**QUOTED PASSAGE**
------------------------

Unfortunately for the public image of the Presbyterians, Hamilton did not quietly fade from view. The Sunday before the final verdict was announced, he gathered with his congregation and announced his impending separation from the Presbyterian church. He and about one-half of his parishioners decided to form their own church.[19] The secular papers rallied around Hamilton, declaring that the trial reminded them of the days of the Inquisition, and pleading for liberty of conscience. The denominational papers quietly supported the Presbytery's stance, but without saying too much directly on the issue. Undoubtedly, they did not wish to raise too many questions within their own ranks. Meanwhile, Hamilton remained prominent in Oakland. A year after his declaration of independence, the Oakland Directory in its church listings gave him and his church two-thirds of a page of description, a highly positive advertisement. In contrast, it described the First Presbyterian Church—the other half of his former congregation—in the briefest possible fashion, giving merely the bare facts of its location, its size, and its new pastor.[20] Over the years Hamilton continued to be recognized as a leader of liberal Christianity, even though his congregation declined in size.

------------------------

Point-based annotation data:
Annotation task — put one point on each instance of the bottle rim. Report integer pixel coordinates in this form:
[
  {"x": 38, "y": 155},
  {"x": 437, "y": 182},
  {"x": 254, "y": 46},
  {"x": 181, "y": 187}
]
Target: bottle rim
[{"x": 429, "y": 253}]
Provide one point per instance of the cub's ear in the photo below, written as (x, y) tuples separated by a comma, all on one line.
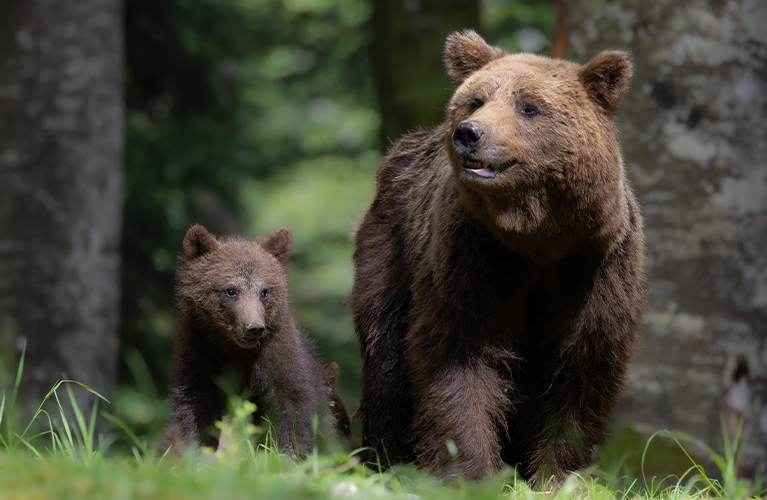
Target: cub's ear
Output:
[(465, 53), (280, 244), (606, 77), (198, 241)]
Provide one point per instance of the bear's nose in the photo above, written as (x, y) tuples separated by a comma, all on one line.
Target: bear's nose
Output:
[(467, 136), (255, 328)]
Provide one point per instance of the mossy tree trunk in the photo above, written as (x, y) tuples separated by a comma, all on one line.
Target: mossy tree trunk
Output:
[(408, 37), (695, 141), (61, 147)]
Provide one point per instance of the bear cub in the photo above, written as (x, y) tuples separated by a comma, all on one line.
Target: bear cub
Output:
[(499, 270), (235, 318)]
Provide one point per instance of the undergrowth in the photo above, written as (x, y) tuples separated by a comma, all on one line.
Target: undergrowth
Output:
[(61, 456)]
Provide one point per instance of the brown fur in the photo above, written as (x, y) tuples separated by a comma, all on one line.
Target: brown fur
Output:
[(496, 306), (235, 323)]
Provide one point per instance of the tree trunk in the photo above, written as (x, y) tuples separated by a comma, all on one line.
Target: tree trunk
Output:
[(695, 141), (408, 37), (61, 147)]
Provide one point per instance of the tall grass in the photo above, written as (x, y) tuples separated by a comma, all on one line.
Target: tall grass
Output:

------------------------

**SET PROBLEM A**
Answer these questions from the passage on Hamilton's break with the Presbyterian church:
(i) What share of his parishioners joined Hamilton in forming their own church?
(ii) What did the secular papers say the trial reminded them of?
(iii) How much page space did the Oakland Directory give Hamilton and his church?
**SET PROBLEM B**
Lay out as a numbered list the rows from the line holding "Provide one point per instance of the cub's" through the line holding "[(465, 53), (280, 244), (606, 77), (198, 241)]", inclusive. Skip blank lines and leave out the picture.

**FULL OUTPUT A**
(i) About one-half
(ii) The days of the Inquisition
(iii) Two-thirds of a page

**FULL OUTPUT B**
1. Provide one point per instance of the cub's ear in the photo below, written as (x, y) tuples separated by a comma, all on one line.
2. Target: cub's ear
3. Output:
4. [(465, 53), (280, 244), (606, 77), (198, 241)]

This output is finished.